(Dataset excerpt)
________________________________________
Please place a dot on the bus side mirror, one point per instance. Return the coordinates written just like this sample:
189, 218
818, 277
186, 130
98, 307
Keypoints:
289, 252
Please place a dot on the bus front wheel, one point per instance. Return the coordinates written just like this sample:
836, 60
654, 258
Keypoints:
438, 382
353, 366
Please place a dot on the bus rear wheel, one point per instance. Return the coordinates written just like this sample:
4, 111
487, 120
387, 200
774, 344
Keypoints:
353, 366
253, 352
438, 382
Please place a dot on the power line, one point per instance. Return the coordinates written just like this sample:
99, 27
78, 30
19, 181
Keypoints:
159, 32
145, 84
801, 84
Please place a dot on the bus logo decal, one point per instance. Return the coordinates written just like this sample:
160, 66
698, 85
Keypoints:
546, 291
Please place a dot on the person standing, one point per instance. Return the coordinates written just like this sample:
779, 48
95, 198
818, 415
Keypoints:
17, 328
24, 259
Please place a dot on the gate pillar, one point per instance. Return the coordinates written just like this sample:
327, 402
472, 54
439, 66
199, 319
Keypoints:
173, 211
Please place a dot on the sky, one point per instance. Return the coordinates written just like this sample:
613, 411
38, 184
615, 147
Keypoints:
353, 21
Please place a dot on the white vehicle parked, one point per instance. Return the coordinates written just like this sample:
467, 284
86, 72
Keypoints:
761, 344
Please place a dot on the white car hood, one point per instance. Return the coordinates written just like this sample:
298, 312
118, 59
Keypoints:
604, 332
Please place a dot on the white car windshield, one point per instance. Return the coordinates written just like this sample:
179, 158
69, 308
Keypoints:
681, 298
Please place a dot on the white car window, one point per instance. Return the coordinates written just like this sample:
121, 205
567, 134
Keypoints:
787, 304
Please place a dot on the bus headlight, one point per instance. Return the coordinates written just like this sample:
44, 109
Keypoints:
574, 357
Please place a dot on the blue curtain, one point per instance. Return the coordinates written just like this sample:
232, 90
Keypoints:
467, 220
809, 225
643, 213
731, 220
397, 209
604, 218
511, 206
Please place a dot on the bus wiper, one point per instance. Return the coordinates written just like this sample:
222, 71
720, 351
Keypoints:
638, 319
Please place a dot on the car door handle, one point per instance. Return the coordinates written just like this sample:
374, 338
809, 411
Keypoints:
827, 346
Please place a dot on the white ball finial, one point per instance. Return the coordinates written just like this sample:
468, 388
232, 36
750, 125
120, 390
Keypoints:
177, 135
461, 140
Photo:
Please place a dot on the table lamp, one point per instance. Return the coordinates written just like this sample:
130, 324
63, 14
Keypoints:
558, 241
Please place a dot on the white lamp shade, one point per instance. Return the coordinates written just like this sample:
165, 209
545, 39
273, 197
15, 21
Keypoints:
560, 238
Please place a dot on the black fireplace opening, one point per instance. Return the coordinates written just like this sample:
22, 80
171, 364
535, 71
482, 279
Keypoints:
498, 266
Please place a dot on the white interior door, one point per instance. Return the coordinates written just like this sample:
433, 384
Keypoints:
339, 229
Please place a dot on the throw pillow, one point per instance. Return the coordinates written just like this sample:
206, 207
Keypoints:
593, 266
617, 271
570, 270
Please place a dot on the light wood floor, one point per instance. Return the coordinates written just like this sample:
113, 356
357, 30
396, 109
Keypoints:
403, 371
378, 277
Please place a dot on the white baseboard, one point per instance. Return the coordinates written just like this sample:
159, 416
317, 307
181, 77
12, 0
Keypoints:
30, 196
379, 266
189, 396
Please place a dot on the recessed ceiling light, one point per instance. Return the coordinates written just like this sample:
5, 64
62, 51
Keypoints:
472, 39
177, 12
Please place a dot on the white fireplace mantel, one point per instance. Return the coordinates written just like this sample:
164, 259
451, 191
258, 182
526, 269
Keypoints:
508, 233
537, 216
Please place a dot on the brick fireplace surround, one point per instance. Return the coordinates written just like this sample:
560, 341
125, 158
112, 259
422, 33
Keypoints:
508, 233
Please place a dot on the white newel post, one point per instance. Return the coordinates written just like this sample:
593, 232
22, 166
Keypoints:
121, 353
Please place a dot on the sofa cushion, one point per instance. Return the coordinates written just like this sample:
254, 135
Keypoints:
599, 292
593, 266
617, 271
________________________________________
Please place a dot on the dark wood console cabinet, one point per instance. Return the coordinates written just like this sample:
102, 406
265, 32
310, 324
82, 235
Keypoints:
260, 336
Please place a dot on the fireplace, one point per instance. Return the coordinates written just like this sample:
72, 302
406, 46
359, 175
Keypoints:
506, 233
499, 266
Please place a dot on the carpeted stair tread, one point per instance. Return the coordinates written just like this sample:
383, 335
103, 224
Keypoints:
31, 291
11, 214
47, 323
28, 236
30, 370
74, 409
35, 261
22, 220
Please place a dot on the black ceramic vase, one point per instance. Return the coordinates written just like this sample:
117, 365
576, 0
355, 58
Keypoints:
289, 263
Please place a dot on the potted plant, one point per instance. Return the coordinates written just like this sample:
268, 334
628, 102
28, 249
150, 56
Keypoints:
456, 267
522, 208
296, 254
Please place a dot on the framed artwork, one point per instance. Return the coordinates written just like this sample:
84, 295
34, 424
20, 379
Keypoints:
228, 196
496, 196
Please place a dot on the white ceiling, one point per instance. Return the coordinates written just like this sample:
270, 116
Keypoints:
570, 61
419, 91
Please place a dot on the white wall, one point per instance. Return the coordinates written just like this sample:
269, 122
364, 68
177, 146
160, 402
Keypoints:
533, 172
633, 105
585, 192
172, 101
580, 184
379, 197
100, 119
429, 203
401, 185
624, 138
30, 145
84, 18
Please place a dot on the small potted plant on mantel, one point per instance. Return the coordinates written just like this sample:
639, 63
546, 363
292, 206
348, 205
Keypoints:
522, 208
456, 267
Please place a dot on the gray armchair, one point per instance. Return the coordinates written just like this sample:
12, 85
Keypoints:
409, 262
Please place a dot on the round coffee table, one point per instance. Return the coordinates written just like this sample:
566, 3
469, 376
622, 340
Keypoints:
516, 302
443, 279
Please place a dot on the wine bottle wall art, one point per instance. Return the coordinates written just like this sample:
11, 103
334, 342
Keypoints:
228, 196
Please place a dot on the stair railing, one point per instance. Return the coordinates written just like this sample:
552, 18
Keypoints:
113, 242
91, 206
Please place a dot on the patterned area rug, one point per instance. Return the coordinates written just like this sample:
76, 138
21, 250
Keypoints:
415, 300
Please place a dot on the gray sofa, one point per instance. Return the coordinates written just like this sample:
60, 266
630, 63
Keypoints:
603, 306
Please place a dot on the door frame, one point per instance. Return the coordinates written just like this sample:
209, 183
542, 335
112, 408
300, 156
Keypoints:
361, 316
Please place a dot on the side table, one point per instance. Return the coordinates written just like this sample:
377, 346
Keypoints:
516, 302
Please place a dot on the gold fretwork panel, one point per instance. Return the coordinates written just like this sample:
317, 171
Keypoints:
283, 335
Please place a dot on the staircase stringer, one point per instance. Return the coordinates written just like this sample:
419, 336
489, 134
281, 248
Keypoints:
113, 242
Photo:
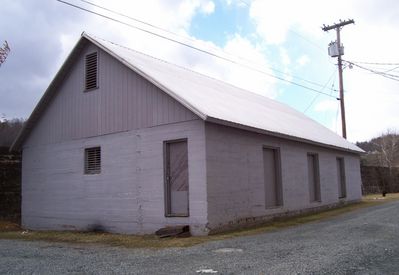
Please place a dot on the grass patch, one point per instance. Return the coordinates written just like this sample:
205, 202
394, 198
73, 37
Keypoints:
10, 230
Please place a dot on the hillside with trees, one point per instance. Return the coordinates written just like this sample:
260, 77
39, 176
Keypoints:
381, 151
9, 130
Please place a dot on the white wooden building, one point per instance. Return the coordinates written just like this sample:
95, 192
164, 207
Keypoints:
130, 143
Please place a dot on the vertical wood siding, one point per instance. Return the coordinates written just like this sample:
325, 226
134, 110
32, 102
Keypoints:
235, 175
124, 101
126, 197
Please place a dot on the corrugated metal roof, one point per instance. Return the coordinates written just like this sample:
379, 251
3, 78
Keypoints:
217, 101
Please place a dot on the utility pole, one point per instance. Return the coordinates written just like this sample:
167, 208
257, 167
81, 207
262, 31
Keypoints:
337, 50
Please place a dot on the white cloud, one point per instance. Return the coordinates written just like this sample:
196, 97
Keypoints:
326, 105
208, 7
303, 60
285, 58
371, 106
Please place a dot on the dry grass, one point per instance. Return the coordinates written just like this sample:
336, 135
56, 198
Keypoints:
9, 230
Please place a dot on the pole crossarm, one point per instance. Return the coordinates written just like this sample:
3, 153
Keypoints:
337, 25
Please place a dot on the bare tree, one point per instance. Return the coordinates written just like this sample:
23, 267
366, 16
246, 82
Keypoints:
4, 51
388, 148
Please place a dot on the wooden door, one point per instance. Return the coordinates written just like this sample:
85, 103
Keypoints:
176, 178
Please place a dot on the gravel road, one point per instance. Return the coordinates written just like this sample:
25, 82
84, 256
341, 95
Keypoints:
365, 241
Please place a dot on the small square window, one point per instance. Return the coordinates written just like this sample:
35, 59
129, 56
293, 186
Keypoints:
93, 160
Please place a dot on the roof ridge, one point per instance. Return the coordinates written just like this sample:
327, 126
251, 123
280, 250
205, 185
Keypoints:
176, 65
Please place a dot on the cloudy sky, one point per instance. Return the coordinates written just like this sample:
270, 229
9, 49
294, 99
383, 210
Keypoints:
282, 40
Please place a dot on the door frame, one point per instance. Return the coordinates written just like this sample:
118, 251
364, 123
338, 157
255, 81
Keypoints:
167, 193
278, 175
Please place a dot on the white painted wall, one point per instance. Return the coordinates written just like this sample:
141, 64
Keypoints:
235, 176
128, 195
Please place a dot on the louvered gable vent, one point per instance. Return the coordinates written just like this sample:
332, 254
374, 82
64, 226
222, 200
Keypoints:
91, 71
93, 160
________________________________________
- What the task asks
Which lines of the rows above contain the string "grass", with uppercase and lowercase treated as different? Pick out each of those lines and copy it in full.

- Result of the exercise
Please place a dot on the grass patch, one point per instance. Return the coordinates written just like this sample:
Please place a dot on the dry grass, one point per instance. Return the coordinates written just like this sample:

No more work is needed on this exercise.